## What you have to do
When a line in the data below includes "instance", pick it out and copy it.

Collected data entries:
▼

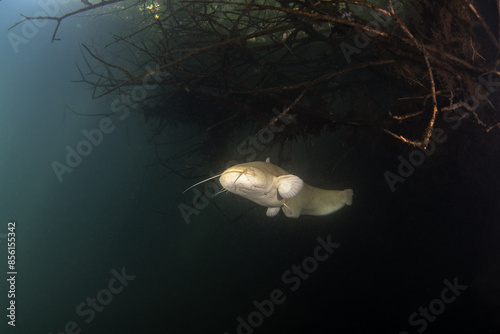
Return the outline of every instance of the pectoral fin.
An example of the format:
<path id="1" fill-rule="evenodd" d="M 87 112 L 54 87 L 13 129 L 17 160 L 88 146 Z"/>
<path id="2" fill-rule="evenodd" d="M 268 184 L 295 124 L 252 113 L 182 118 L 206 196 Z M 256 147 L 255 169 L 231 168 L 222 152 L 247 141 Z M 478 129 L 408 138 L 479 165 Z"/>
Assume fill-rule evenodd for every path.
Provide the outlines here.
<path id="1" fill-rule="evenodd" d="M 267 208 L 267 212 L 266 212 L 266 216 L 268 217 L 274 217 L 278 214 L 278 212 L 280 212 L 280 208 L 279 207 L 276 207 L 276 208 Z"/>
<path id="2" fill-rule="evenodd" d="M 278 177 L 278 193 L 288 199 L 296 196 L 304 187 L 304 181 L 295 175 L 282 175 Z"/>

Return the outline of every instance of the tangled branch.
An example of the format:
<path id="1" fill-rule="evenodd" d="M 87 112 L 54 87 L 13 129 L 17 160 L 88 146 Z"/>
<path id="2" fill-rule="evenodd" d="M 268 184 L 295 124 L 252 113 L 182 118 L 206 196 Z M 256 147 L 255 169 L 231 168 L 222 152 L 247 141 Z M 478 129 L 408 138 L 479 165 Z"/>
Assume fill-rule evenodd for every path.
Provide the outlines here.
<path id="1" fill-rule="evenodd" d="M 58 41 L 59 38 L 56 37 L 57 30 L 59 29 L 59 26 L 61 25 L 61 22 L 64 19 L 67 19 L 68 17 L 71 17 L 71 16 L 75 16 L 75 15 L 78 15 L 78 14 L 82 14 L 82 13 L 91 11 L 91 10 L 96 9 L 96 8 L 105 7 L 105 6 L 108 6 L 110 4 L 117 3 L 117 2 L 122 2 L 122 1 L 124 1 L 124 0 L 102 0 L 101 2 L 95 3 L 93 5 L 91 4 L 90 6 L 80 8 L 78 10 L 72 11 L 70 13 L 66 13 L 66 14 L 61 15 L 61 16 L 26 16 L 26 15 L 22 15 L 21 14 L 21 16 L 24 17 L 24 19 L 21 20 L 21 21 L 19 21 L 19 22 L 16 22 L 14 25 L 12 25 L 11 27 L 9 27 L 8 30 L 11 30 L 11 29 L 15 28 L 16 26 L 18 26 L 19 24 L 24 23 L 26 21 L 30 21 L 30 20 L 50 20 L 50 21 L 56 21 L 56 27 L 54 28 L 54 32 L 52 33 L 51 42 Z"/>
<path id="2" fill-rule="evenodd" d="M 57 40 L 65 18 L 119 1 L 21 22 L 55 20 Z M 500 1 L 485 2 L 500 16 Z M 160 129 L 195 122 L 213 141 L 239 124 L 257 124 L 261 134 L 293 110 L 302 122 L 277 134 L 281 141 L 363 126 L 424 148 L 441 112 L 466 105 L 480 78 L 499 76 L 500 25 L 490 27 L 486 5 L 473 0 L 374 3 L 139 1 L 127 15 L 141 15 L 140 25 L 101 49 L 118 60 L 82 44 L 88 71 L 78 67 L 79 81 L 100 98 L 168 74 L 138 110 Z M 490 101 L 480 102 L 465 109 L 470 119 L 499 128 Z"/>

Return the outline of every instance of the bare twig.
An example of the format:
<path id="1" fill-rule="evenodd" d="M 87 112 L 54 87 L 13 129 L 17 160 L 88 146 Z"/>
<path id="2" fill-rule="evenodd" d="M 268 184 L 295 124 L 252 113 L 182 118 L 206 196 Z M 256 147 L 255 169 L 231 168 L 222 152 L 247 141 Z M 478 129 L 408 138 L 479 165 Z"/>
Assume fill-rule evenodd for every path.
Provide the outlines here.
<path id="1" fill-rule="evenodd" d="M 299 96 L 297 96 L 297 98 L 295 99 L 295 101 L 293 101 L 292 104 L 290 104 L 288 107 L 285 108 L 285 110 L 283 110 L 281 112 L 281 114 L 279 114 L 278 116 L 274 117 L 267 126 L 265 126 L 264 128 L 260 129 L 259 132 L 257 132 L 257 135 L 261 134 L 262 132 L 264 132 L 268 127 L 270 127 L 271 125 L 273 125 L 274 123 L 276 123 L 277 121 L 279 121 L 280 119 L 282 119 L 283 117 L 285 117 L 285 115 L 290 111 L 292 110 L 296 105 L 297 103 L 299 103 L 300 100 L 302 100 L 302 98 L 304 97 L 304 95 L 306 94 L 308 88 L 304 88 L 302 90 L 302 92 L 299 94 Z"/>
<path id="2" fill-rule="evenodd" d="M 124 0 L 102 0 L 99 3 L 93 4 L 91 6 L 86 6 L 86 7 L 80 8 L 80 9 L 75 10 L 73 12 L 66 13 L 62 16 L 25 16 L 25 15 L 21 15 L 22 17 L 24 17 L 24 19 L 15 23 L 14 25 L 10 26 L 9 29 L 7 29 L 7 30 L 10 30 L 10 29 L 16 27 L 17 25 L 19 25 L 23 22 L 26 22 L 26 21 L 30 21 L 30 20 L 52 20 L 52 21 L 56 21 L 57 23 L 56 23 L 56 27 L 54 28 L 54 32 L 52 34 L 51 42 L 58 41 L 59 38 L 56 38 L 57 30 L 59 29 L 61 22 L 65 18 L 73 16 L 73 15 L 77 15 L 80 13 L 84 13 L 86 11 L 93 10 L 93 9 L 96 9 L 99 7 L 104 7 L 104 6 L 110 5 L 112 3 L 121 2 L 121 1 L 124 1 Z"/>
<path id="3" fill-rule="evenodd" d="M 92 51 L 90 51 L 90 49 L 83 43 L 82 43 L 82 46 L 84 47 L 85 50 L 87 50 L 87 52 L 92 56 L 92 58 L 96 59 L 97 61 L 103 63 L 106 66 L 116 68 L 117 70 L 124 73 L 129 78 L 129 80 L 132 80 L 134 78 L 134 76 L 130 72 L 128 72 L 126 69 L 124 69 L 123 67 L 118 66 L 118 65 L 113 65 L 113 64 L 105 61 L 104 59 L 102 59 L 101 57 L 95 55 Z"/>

▲

## Response area
Return the outline of every instance of the pectoral fin.
Return the outline of every instance of the tangled branch.
Return the outline of every instance of the bare twig.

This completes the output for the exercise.